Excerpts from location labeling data
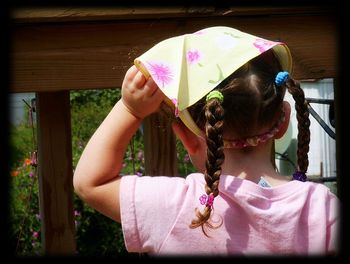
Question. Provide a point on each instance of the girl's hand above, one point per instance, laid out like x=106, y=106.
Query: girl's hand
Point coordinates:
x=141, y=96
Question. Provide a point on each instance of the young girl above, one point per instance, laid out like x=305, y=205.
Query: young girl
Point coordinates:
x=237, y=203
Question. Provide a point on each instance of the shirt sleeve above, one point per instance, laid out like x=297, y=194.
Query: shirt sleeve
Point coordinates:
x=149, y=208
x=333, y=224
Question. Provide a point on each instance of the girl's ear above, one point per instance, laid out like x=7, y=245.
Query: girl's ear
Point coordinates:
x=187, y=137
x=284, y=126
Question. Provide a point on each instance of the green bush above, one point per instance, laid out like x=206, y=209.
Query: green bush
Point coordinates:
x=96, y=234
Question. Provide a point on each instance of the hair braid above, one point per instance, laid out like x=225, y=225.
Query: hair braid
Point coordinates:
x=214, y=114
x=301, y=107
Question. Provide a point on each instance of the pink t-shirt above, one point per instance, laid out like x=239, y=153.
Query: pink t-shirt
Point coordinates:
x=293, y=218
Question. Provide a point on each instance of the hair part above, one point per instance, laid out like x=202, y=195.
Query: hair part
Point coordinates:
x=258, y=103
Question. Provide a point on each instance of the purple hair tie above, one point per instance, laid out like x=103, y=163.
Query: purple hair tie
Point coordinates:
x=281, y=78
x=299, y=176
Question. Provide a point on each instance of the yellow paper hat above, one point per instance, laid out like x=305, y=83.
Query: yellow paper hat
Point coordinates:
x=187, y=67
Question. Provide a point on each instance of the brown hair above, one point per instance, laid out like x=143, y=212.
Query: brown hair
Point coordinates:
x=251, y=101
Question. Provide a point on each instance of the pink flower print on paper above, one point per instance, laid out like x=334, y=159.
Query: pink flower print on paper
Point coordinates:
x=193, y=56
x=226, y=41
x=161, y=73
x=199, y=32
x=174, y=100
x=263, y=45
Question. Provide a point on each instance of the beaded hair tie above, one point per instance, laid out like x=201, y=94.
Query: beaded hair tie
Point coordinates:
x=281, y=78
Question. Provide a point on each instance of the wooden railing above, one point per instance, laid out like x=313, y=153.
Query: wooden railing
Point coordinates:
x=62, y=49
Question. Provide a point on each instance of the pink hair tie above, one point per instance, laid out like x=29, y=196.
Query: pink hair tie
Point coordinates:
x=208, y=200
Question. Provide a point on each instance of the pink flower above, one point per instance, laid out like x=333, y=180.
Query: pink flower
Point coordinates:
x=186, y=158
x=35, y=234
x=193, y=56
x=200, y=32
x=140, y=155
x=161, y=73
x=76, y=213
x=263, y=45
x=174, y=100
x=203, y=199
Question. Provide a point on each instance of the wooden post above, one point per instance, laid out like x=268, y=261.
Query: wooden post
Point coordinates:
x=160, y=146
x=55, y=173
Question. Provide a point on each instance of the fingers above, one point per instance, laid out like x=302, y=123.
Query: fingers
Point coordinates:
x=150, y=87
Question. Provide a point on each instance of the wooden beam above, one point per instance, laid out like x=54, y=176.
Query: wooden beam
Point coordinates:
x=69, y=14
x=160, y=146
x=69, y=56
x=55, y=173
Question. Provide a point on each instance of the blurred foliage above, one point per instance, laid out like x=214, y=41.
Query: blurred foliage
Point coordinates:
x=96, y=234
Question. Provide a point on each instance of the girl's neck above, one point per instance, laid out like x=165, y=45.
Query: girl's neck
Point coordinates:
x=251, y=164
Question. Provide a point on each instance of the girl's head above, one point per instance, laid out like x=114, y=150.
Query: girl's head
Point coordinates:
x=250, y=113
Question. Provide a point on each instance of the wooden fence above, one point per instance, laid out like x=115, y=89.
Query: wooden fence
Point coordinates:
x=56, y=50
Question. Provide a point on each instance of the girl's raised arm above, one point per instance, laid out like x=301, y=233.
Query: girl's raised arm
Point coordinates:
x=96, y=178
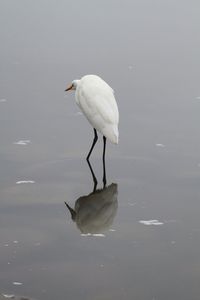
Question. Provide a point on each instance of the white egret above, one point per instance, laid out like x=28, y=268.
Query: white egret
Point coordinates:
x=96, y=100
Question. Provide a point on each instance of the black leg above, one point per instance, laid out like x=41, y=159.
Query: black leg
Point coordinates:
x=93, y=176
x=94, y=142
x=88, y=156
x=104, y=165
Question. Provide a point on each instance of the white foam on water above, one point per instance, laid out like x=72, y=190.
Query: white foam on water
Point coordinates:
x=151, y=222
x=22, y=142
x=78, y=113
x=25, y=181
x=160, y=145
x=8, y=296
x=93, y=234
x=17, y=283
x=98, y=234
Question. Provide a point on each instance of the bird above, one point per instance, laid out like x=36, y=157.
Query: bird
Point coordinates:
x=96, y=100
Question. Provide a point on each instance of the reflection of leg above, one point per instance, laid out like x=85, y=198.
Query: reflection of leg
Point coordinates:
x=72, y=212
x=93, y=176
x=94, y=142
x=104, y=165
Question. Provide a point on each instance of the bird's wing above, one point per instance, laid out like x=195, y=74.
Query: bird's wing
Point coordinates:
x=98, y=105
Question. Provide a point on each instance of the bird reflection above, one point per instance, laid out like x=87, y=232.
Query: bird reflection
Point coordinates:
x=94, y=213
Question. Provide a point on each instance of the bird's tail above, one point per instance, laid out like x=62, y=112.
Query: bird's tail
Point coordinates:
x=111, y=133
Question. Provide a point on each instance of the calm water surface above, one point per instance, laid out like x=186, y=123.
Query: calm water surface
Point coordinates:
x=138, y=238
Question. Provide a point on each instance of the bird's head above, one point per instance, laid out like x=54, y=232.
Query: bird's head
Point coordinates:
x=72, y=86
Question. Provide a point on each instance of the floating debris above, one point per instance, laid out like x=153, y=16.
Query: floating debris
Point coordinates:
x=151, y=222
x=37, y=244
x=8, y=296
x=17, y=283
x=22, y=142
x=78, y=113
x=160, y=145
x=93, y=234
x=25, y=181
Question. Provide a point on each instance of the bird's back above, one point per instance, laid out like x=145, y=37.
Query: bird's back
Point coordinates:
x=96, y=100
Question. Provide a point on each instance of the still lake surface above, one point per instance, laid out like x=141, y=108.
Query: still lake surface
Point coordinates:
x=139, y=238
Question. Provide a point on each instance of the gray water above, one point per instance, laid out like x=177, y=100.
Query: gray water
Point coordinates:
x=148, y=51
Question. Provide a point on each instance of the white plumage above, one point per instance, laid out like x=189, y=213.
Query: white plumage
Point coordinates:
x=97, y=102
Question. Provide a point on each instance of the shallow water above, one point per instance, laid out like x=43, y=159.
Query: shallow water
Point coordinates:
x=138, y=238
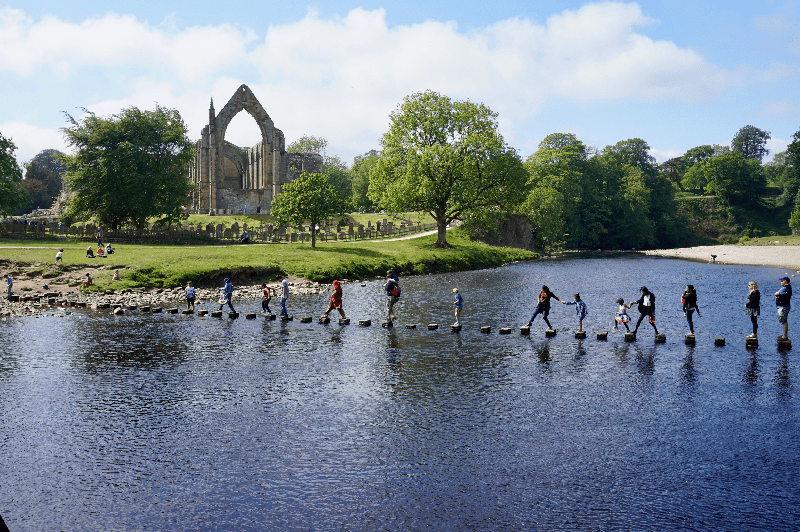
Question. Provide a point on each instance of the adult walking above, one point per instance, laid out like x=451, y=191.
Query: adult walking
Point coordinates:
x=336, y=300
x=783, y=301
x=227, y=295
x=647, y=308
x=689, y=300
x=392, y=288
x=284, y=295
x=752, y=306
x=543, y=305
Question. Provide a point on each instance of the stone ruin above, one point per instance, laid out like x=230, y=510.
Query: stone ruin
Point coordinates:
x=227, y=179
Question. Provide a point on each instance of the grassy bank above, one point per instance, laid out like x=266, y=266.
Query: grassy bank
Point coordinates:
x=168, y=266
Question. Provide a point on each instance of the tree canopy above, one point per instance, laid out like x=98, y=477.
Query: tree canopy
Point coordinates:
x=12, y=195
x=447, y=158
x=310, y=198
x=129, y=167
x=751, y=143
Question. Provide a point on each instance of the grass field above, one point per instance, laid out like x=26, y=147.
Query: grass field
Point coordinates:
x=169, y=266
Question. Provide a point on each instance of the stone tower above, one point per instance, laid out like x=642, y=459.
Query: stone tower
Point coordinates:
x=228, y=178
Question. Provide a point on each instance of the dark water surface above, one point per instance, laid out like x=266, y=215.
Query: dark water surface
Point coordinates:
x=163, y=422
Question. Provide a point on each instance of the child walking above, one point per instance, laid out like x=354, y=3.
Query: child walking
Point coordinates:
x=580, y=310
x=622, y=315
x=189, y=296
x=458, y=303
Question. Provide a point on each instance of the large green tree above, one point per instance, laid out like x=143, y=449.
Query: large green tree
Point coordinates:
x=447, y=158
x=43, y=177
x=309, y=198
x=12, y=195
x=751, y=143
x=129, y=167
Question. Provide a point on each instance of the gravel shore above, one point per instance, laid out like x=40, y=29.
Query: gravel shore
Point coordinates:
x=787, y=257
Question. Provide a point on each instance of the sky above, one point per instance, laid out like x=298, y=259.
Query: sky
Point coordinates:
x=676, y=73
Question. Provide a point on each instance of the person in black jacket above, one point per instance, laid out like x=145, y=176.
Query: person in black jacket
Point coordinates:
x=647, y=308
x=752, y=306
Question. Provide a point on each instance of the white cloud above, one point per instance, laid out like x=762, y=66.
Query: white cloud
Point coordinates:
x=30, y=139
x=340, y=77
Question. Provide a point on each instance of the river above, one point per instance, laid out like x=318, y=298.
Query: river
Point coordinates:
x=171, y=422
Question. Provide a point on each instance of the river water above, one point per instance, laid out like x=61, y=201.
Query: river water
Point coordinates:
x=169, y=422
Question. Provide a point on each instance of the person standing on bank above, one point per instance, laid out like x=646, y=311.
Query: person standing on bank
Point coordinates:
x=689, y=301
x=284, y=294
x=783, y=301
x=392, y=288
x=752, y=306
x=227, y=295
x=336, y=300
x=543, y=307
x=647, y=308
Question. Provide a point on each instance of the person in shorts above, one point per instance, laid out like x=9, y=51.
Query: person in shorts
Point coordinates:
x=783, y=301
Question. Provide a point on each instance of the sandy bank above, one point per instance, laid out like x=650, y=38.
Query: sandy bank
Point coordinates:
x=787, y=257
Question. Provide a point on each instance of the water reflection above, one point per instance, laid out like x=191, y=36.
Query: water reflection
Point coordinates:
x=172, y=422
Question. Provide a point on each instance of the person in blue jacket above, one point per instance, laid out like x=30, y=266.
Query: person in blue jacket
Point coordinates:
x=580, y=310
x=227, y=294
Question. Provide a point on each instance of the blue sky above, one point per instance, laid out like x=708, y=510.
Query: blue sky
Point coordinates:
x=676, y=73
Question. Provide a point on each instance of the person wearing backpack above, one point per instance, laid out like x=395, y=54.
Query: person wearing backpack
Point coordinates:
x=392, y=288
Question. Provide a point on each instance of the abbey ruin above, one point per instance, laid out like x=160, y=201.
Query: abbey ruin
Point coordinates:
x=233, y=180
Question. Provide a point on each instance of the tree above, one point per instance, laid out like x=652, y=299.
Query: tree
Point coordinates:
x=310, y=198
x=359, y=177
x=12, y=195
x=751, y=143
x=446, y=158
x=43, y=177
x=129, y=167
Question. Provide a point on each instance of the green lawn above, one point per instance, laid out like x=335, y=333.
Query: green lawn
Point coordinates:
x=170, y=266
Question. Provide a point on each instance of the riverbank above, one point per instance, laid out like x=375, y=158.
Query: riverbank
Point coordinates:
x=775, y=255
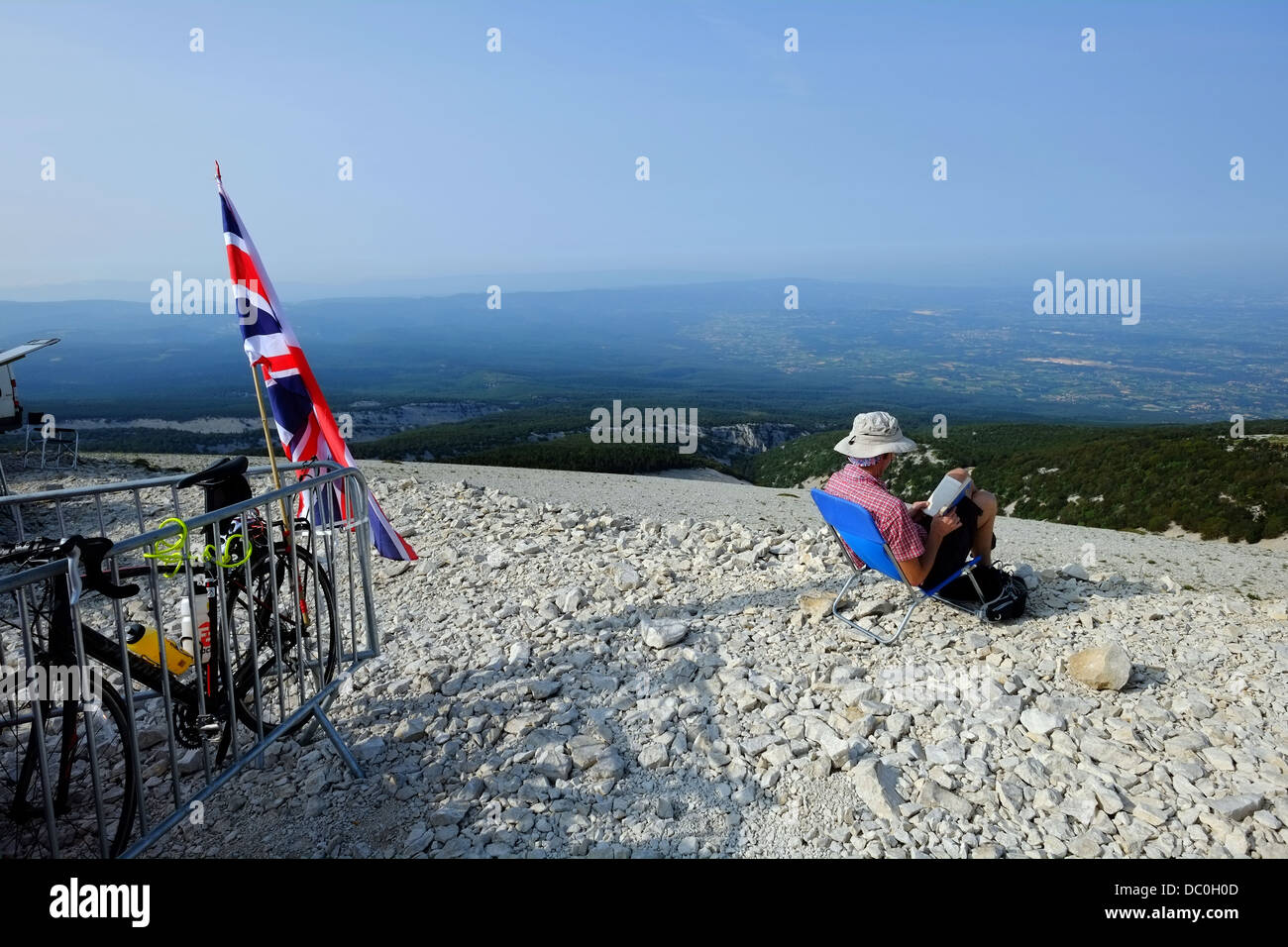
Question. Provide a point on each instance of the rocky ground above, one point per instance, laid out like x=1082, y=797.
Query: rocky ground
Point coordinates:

**TASK GOAL:** Please write out the listing again, starting at its beginning and stopping after the line that contains "x=251, y=101", with the pictures left out.

**WRITTEN REPLY:**
Question. Provide a point on each instance of the girl's hand above, one point per instance, laid out like x=106, y=106.
Query: girl's hand
Point coordinates:
x=141, y=96
Question. Provide a point on each instance of the young girl above, one point per instance, laid out like x=305, y=205.
Query: young girl
Point coordinates:
x=237, y=203
Question. Provide a point on each instance of the shirt sleeve above, one point per instance, laid out like x=297, y=194.
Query: shirt sleeve
Point coordinates:
x=149, y=208
x=333, y=224
Question. Provide a point on each instance of the girl's ear above, one point per instance, laid out like x=7, y=245.
Query: girl's ear
Point coordinates:
x=187, y=137
x=284, y=126
Question. Provide a point on each instance of the green bush above, one point per instance, laid out like x=206, y=209.
Query: green bush
Point coordinates:
x=96, y=234
Question. Provide a point on each instance of the hair braid above, one point per instance, laid out like x=225, y=225.
Query: hair braid
Point coordinates:
x=214, y=114
x=301, y=107
Question. Provide a point on each instance of the pink t-shirt above, one point per instance, laid out like x=239, y=153.
Query: pink t-shirt
Point coordinates:
x=293, y=218
Question. Provide a point on each instance of the hair part above, one point per instance, laid out like x=202, y=195.
Query: hair part
Point coordinates:
x=258, y=103
Question. Provide a point on each instance of the purple hair tie above, one point per instance, laid out like x=103, y=163.
Query: purple hair tie
Point coordinates:
x=281, y=78
x=299, y=176
Question. Provide a point on each instance of the yellow paper hat above, one point per instance, laid out like x=305, y=83.
Query: yellow paper hat
Point coordinates:
x=187, y=67
Question. Provide a point on each instance of the brown hair above, one point per instance, laid out like x=143, y=212.
Query: brown hair
Point coordinates:
x=251, y=101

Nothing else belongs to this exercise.